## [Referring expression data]
----------------
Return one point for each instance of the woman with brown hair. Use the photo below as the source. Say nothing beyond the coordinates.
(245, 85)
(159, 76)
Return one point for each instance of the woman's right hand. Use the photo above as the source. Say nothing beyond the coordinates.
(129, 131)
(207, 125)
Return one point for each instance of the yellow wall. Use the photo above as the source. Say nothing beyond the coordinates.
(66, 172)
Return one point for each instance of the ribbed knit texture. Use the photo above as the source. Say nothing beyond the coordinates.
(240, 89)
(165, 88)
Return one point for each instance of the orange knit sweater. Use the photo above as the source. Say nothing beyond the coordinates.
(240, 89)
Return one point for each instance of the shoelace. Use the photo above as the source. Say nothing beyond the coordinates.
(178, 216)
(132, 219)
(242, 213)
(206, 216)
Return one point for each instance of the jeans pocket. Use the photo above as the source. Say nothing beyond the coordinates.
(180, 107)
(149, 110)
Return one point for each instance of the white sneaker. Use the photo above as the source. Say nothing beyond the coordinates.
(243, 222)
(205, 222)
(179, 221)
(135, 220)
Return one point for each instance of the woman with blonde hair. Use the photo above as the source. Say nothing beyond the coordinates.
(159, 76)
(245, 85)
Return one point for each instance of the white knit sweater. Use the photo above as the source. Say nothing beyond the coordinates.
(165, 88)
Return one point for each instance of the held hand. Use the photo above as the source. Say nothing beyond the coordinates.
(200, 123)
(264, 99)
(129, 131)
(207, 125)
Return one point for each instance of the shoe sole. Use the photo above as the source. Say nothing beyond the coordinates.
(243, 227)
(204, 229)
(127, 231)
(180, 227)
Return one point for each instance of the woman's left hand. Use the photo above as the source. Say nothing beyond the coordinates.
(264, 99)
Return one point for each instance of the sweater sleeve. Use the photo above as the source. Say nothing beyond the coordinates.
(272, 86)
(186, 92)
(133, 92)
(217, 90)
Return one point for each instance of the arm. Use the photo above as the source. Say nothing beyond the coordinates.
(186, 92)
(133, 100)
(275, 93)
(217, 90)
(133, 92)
----------------
## [Problem details]
Exact copies of all the lines above are required.

## [Completed exercise]
Return one point for each instance of the woman with brown hair. Use the photo below as the source. Say nothing beyond the coordinates.
(245, 85)
(159, 76)
Return one point for each instance of the woman's right hand. Use the photo above as the source. Say nothing beyond the coordinates.
(129, 131)
(207, 125)
Return one point for each instance of the yellow wall. Use the photo above as the source. Say nothing beyond the coordinates.
(66, 172)
Return one point for each instance of the ribbed knit texture. Use the photo above as the source. Say nothing beyond the coordinates.
(240, 89)
(165, 88)
Return one point for each instance of the orange knit sweater. Use the photo above as the source. Say nothing beyond the coordinates.
(240, 89)
Return one point for each instance of the shoelace. Use the photo above as the source. Say nothing beyond the coordinates.
(178, 216)
(132, 219)
(242, 213)
(206, 216)
Return one point for each instance of the jeans pocket. Use the photo above as the source. Say nothing beyond the coordinates.
(180, 107)
(149, 110)
Return one point for each instance of the white sneaker. Use the photo above as the source. Say nothing beyond the coordinates.
(243, 222)
(205, 222)
(179, 221)
(135, 220)
Return one point for each instance of the woman with blonde hair. Use the photo above as the source. Say nothing beyond the coordinates.
(159, 76)
(245, 85)
Return one point for each instance of the white knit sweater. Use the photo above as the source. Say nothing beyond the coordinates.
(165, 88)
Return one point for each instance of the held hand. Use the photo above as the source. Say nothing beyond the coordinates.
(200, 123)
(264, 99)
(129, 131)
(207, 125)
Return one point for each instance of the shoe sole. Use the photo above as the source. Say nothing beyond the coordinates.
(243, 227)
(204, 229)
(127, 231)
(180, 227)
Return one point for each instance of the woman's left hand. Use the photo above as the source. Say nothing beyond the coordinates.
(264, 99)
Return one point for each instance of the sweater sleeve. Use the photo above as the source. Say nothing beyond the coordinates.
(272, 86)
(186, 92)
(133, 92)
(217, 90)
Return one point for each instance of the arm. Use the photo above as the source. Say nothing beyond the coordinates.
(186, 92)
(133, 100)
(275, 93)
(217, 90)
(133, 92)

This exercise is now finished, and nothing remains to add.